To-do list:
[1] According to the business service monitoring page, which datastore must be configured to get the event throughput that BSM needs?
[2] List the service components of the company website in the example on the business service monitoring page.
[3] Write down the part of the business service monitoring page starting at "BSM requires two" and ending at "be fully available.".

Document segment:
******************************
Monitor Business Services

COMMERCIAL FEATURE: Access business service monitoring (BSM) in the packaged Sensu Go distribution. For more information, read Get started with commercial features.

NOTE: Business service monitoring (BSM) is in public preview and is subject to change.

Sensu’s business service monitoring (BSM) provides high-level visibility into the current health of any number of your business services. Use BSM to monitor every component in your system with a top-down approach that produces meaningful alerts, prevents alert fatigue, and helps you focus on your core business services.

BSM requires two resources that work together to achieve top-down monitoring: service components and rule templates. Service components are the elements that make up your business services. Rule templates define the monitoring rules that produce events for service components based on customized evaluation expressions.

An example of a business service might be a company website. The website itself might have three service components: the primary webserver that publishes website pages, a backup webserver in case the primary webserver fails, and an inventory database for the shop section of the website. At least one webserver and the database must be in an OK state for the website to be fully available.

In this scenario, you could use BSM to create a current status page for this company website that displays the website’s high-level status at a glance. As long as one webserver and the database have an OK status, the website status is OK. Otherwise, the website status is not OK. Most people probably just want to know whether the website is currently available — it won’t matter to them whether the website is functioning with one or both webservers.

At the same time, the company does want to make sure the right person addresses any webserver failures, even if the website is technically still OK. BSM allows you to customize rule templates that apply a threshold for taking action for different service components as well as what action to take.

To continue the company website example, if the primary webserver fails but the backup webserver does not, you might use a rule template that creates a service ticket to address the next workday (in addition to the rule template that is emitting “OK” events for the current status page). Another monitoring rule might trigger an alert to the on-call operator should both webservers or the inventory database fail.

NOTE: BSM requires high event throughput. Configure a PostgreSQL datastore to achieve the required throughput and use the BSM feature.
******************************
Records supplied:

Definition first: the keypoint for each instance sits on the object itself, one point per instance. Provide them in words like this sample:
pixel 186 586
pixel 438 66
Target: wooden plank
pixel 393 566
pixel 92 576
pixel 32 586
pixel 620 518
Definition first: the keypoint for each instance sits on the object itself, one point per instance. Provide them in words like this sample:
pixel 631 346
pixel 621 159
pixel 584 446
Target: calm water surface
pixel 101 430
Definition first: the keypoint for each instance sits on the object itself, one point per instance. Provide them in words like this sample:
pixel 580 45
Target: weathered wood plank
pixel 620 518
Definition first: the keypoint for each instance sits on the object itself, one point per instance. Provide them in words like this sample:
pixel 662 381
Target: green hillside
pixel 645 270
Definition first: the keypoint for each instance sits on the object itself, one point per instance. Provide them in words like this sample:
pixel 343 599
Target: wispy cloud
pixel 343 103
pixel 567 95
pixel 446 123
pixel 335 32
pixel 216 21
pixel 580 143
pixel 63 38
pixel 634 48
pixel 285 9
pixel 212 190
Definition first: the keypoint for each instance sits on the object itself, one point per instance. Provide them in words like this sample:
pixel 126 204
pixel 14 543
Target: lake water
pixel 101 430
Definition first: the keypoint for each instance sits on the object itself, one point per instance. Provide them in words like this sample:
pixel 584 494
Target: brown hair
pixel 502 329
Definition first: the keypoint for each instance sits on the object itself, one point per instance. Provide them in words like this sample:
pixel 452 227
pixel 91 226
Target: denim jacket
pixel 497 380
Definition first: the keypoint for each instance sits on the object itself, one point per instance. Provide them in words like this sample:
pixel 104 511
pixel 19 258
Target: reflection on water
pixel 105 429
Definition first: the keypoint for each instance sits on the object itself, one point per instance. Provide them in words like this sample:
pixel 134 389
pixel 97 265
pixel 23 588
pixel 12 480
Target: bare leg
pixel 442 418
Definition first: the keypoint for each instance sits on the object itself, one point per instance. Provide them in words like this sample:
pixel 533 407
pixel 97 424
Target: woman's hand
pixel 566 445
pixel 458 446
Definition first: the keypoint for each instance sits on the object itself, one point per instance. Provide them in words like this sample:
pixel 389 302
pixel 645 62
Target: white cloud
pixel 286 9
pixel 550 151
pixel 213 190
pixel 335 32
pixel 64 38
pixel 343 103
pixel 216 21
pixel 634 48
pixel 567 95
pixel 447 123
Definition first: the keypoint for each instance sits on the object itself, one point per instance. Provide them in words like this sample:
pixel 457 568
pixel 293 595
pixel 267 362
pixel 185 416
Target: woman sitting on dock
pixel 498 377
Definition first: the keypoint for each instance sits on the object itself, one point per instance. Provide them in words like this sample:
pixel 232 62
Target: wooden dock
******************************
Results for the exercise:
[1] PostgreSQL

[2]
- The primary webserver that publishes website pages
- A backup webserver in case the primary webserver fails
- An inventory database for the shop section of the website

[3]
BSM requires two resources that work together to achieve top-down monitoring: service components and rule templates. Service components are the elements that make up your business services. Rule templates define the monitoring rules that produce events for service components based on customized evaluation expressions.

An example of a business service might be a company website. The website itself might have three service components: the primary webserver that publishes website pages, a backup webserver in case the primary webserver fails, and an inventory database for the shop section of the website. At least one webserver and the database must be in an OK state for the website to be fully available.